Exercise instructions
1 - In the patch, substitute "git" for "svn" and give the text again from "From 4de8f55113007fdc8e34107950e605fc0209d465 Mon" up to and including "(limited to 'src/google/protobuf/io/coded_stream.h')".
2 - Restate the comment paragraph in the patch that begins "This usually a faster alternative to ReadTag()" as a short bulleted list that keeps its main facts.

Provided text
From 4de8f55113007fdc8e34107950e605fc0209d465 Mon Sep 17 00:00:00 2001
From: "jieluo@google.com"
 <jieluo@google.com@630680e5-0e50-0410-840e-4b1c322b438d>
Date: Fri, 18 Jul 2014 00:47:59 +0000
Subject: down integrate to svn

---
 src/google/protobuf/io/coded_stream.h | 94 +++++++++++++++++++++++++++++++++--
 1 file changed, 89 insertions(+), 5 deletions(-)

(limited to 'src/google/protobuf/io/coded_stream.h')

diff --git a/src/google/protobuf/io/coded_stream.h b/src/google/protobuf/io/coded_stream.h
index 66cbee00..50a03a11 100644
--- a/src/google/protobuf/io/coded_stream.h
+++ b/src/google/protobuf/io/coded_stream.h
@@ -233,11 +233,22 @@ class LIBPROTOBUF_EXPORT CodedInputStream {
   // Read a tag.  This calls ReadVarint32() and returns the result, or returns
   // zero (which is not a valid tag) if ReadVarint32() fails.  Also, it updates
   // the last tag value, which can be checked with LastTagWas().
-  // Always inline because this is only called in once place per parse loop
+  // Always inline because this is only called in one place per parse loop
   // but it is called for every iteration of said loop, so it should be fast.
   // GCC doesn't want to inline this by default.
   uint32 ReadTag() GOOGLE_ATTRIBUTE_ALWAYS_INLINE;
 
+  // This usually a faster alternative to ReadTag() when cutoff is a manifest
+  // constant.  It does particularly well for cutoff >= 127.  The first part
+  // of the return value is the tag that was read, though it can also be 0 in
+  // the cases where ReadTag() would return 0.  If the second part is true
+  // then the tag is known to be in [0, cutoff].  If not, the tag either is
+  // above cutoff or is 0.  (There's intentional wiggle room when tag is 0,
+  // because that can arise in several ways, and for best performance we want
+  // to avoid an extra "is tag == 0?" check here.)
+  inline std::pair<uint32, bool> ReadTagWithCutoff(uint32 cutoff)

Records
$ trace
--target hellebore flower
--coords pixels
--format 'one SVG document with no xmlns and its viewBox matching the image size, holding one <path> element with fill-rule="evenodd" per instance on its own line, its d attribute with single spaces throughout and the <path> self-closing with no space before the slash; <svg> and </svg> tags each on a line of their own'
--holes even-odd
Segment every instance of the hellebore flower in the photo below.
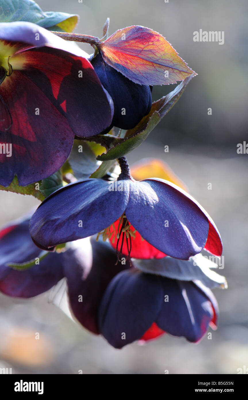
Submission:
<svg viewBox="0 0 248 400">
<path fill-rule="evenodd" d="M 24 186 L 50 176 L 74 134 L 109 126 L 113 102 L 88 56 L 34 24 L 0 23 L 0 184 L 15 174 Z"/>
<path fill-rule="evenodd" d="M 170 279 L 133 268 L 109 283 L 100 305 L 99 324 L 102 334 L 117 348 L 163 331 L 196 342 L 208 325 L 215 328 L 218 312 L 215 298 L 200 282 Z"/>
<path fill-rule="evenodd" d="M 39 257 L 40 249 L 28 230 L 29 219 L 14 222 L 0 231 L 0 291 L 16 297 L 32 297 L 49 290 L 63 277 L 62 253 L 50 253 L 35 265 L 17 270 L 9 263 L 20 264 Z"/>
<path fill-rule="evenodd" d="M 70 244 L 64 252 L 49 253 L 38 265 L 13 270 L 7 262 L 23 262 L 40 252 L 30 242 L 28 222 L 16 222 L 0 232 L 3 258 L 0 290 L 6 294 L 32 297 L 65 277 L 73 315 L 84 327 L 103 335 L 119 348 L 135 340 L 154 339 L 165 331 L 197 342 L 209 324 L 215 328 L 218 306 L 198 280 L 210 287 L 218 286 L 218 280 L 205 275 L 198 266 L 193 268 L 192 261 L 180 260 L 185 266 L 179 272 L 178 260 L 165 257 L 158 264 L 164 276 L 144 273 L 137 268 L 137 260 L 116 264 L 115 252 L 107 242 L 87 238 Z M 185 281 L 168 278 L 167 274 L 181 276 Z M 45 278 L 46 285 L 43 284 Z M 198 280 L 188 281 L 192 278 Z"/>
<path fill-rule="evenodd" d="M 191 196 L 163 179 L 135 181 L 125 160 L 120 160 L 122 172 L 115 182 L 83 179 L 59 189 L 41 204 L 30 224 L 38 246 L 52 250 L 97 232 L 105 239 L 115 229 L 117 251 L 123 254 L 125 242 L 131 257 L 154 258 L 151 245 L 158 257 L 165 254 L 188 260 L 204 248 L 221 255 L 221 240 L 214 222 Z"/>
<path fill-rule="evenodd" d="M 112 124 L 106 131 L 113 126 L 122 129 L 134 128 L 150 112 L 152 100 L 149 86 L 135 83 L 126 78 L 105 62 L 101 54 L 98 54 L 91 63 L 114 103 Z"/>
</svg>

---

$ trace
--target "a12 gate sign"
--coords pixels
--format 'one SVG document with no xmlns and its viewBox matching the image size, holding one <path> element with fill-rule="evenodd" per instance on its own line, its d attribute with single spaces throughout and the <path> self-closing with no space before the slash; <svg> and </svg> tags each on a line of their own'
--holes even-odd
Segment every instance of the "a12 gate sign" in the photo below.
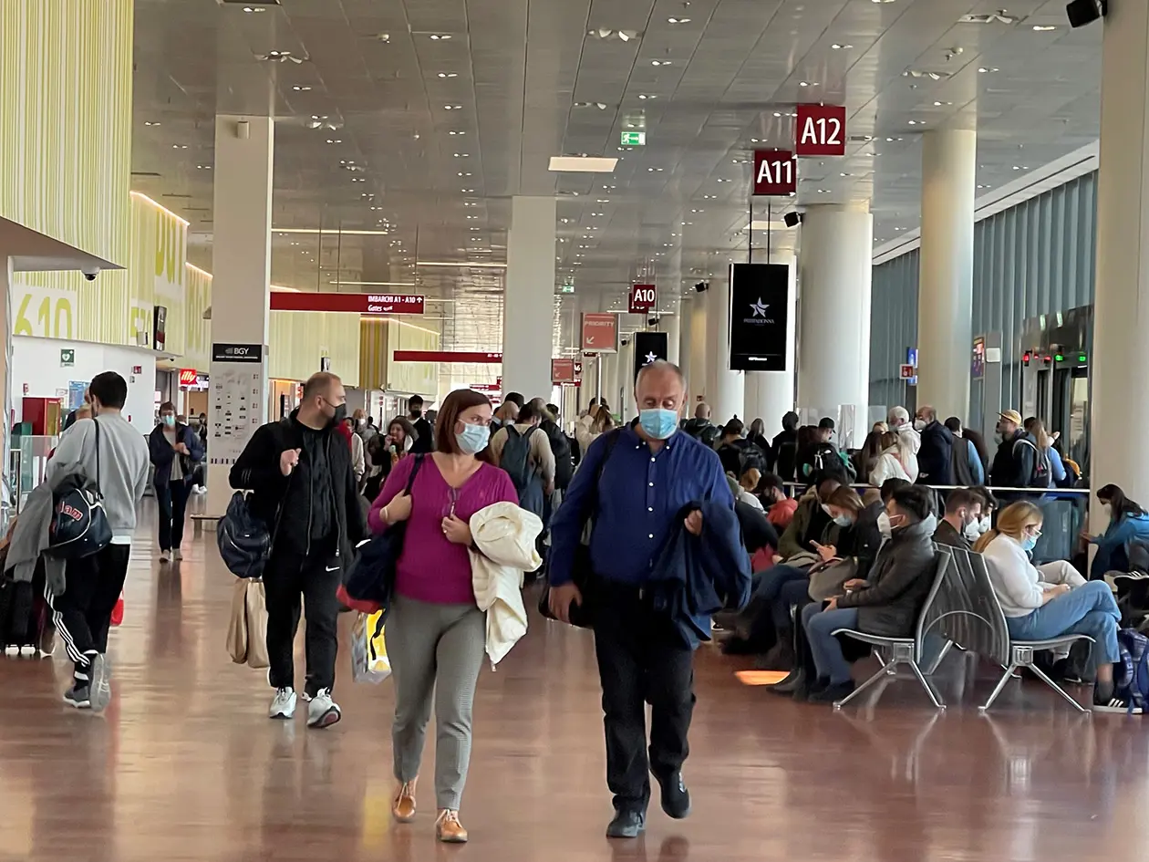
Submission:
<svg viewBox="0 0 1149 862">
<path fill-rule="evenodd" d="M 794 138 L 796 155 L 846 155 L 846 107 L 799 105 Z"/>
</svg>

* * *

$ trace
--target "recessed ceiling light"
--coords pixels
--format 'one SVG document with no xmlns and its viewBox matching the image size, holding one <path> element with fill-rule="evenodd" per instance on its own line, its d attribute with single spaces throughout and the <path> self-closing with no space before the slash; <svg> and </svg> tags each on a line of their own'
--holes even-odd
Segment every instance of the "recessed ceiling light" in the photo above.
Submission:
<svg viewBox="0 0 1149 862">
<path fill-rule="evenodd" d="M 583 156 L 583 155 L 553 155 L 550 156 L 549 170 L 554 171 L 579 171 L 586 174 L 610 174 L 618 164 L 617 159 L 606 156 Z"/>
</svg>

Exercise results
1 -
From 4de8f55113007fdc8e34107950e605fc0209d465 Mon Sep 17 00:00:00 2001
From: "jieluo@google.com"
 <jieluo@google.com@630680e5-0e50-0410-840e-4b1c322b438d>
Date: Fri, 18 Jul 2014 00:47:59 +0000
Subject: down integrate to git

---
 src/google/protobuf/io/coded_stream.h | 94 +++++++++++++++++++++++++++++++++--
 1 file changed, 89 insertions(+), 5 deletions(-)

(limited to 'src/google/protobuf/io/coded_stream.h')

2 -
- It is usually faster than ReadTag() when cutoff is a manifest constant, and it does particularly well for cutoff >= 127.
- It returns a pair. The first part is the tag that was read, which can be 0 in the cases where ReadTag() would return 0.
- If the second part is true, the tag is in [0, cutoff]. If it is false, the tag is either above cutoff or 0.
- The ambiguity when the tag is 0 is intentional. A 0 tag can arise in several ways, and skipping an extra "is tag == 0?" check gives the best performance.